## EXTRAIT
━━━━━━━━
Les États-Unis sont un garant improbable de l’intégrité des élections en Amérique latine, et la sous-secrétaire Nuland, une championne tout aussi improbable de la démocratie. La CIA s’est immiscée dans d’innombrables élections latino-américaines et a organisé des coups d’État sur tout le continent pour renverser les gouvernements élus qui ne sont pas favorables à l’impérialisme américain.

Quant à Nuland, elle est tristement célèbre pour son rôle dans la préparation du coup d’État de 2014 dirigé par des fascistes qui a renversé le gouvernement prorusse de Viktor Yanukovich Ukraine, installant un régime pro-occidental.

En 2013, Nuland s’est vantée que Washington avait «investi plus de 5 milliards de dollars» dans l’opposition ukrainienne, et en 2014, elle a été enregistrée lors d’un appel téléphonique avec l’ambassadeur américain en Ukraine, Geoffrey Pyatt, sélectionnant le chef d’un gouvernement post-coup d’État et discutant de la collaboration américaine avec des forces néofascistes comme le parti Svoboda.

La mission de Nuland à Bogota et les affirmations infondées d'ingérence électorale russe, recyclant des affirmations pareillement fabriquées par le Parti démocrate à propos de l'élection de 2016 aux États-Unis, ont tous les signes avant-coureurs d'une opération du type de celle qu'elle a organisée en Ukraine.

Elle fournit à Duque et à la droite colombienne la validation par Washington d’un prétexte pour abroger l’élection présidentielle prévue en mai prochain et empêcher la victoire de Gustavo Petro.

Petro, l’ancien maire de Bogota a fait tout ce qui était en son pouvoir pour prouver sa fiabilité à l’élite dirigeante colombienne. Il a évité toute association avec le socialisme et le gauchisme et se présentant comme le candidat anticorruption et pro-écologie. Néanmoins, sa victoire remettrait en question l’alignement diplomatique et militaire inconditionnel de la Colombie sur l’impérialisme américain en Amérique latine.

Dans le cadre du Plan Colombie, inauguré sous le gouvernement démocrate du président Bill Clinton en 1999, les États-Unis ont déversé quelque 10 milliards de dollars en Colombie entre 2000 et 2016. C’était pour financer une campagne anti-insurrectionnelle brutale menée au nom d’une «guerre contre la drogue». Ces sommes considérables ont assuré l’allégeance des militaires colombiens et des gouvernements de droite successifs à Washington. Elles ont également permis au Pentagone d’avoir accès à des bases sur le sol colombien et d’utiliser le pays comme rampe de lancement pour des tentatives de coup d’État contre le gouvernement du Venezuela voisin.
━━━━━━━━
## CONSIGNES
1 - Relevez toutes les personnes désignées par leur nom dans l'extrait.
2 - Répondez brièvement à chaque question d'après l'extrait.
(a) Selon Nuland en 2013, quelle somme Washington avait-il investie dans l'opposition ukrainienne ?
(b) En quelle année le Plan Colombie a-t-il été inauguré ?
(c) Quand l'élection présidentielle colombienne est-elle prévue ?
3 - Poursuivez l'extrait sur la Colombie et la mission de Nuland à partir de sa dernière phrase.
La consultation des items n'est pas nécessaire.

(Données de pointage par expressions référentielles)
━━━━━━━━
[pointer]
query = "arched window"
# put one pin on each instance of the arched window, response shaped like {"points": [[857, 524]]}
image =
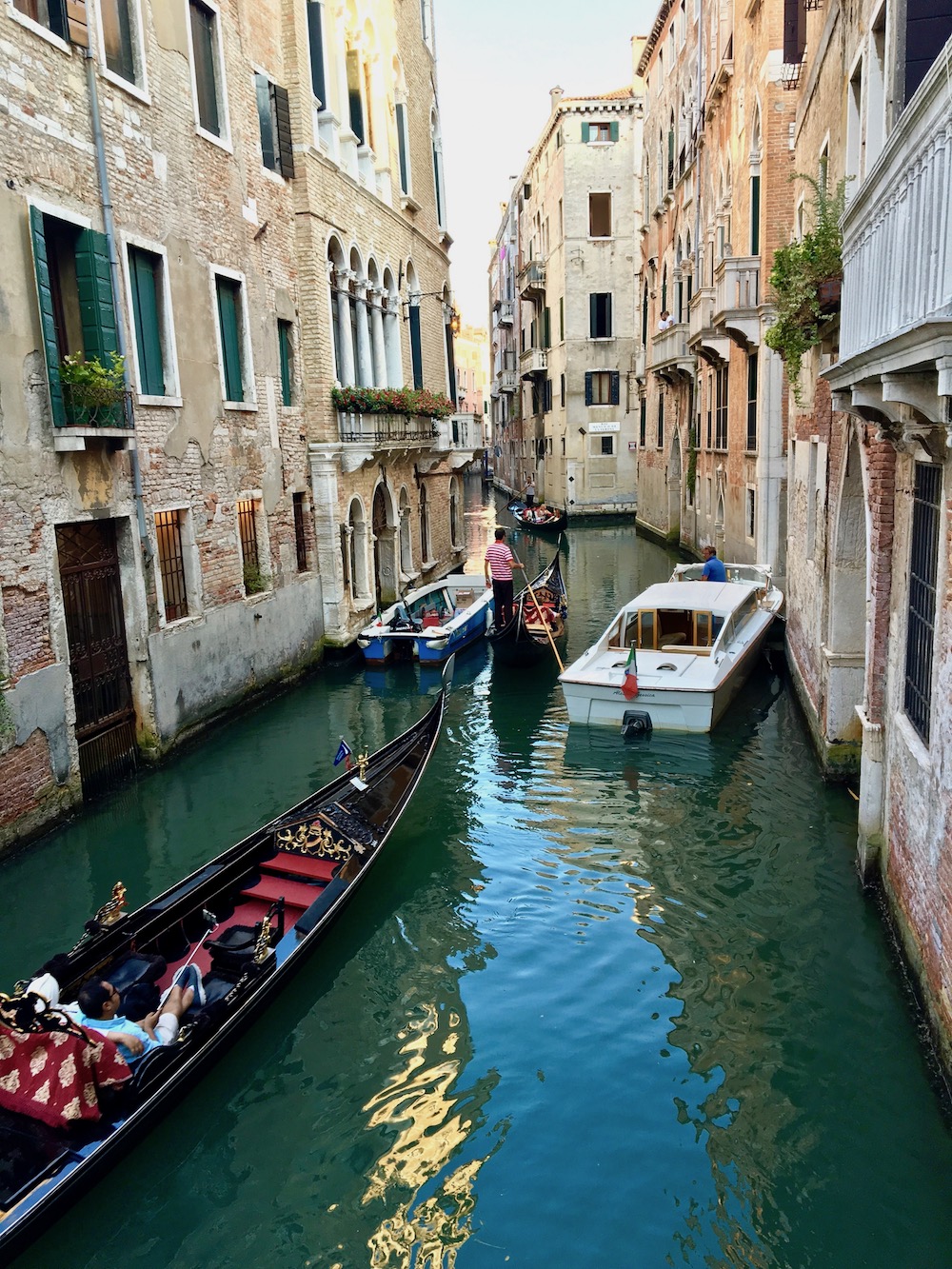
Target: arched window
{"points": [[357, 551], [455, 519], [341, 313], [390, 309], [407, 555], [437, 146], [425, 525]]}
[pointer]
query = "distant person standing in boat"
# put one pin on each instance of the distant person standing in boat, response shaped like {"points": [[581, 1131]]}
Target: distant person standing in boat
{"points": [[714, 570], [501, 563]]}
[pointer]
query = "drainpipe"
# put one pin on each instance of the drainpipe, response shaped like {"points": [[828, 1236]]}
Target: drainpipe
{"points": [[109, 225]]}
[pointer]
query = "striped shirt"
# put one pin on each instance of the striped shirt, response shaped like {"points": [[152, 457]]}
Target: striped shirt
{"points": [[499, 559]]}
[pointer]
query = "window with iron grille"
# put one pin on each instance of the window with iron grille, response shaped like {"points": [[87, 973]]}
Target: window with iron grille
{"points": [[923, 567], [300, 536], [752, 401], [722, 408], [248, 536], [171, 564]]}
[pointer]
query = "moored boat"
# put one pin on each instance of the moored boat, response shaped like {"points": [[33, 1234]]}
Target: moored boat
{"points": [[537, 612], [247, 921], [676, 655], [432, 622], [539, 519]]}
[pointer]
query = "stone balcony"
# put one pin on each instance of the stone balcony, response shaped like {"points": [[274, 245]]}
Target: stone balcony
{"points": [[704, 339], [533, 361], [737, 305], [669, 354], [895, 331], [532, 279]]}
━━━━━━━━
## CORRIGÉ DE L'EXERCICE
1 - Nuland, Viktor Yanukovich, Geoffrey Pyatt, Duque, Gustavo Petro, Bill Clinton

2 -
(a) Plus de 5 milliards de dollars.
(b) En 1999.
(c) En mai prochain.

3 -
L’impérialisme américain ne peut rester indifférent au fait que ces arrangements soient bouleversés par le vote du peuple colombien.

Pendant son séjour en Colombie, Nuland a remis un chèque de 8 millions de dollars à la police nationale colombienne, soi-disant pour financer une formation aux «droits de l’homme». Créée dans les années 1950, la police nationale opère sous la direction du ministère colombien de la Défense en tant que force anti-insurrectionnelle pour combattre les guérillas de gauche et l’opposition sociale. Au cours des manifestations et des grèves de masse de l’année dernière, elle a été responsable du meurtre de dizaines de travailleurs et de jeunes. Ainsi que de la torture, du passage à tabac, des agressions sexuelles et de l’emprisonnement extrajudiciaire de nombreux autres.

Nuland a salué cette force répressive comme «l’épine dorsale de notre coopération pour renforcer la démocratie colombienne», protégeant ses «citoyens de toute forme d’influence et d’activité malveillante».

Cet hommage fait écho au langage utilisé à l’époque où Washington vantait les régimes de torture de Pinochet au Chili, de Videla en Argentine et de Médici au Brésil comme des bastions du «monde libre» contre «l’influence maligne» du socialisme.

La menace est très réelle que, alors que l’impérialisme américain se prépare à une guerre mondiale, Washington ressuscite les méthodes des coups d’État fascistes-militaires en Amérique latine.

La seule réponse à ce danger réside dans la construction d’un mouvement politique de masse de la classe ouvrière colombienne, indépendant de tous les partis bourgeois, y compris Petro et sa coalition du Pacte historique, et unifié avec les travailleurs de toute l’Amérique latine et du monde entier dans la lutte pour le socialisme.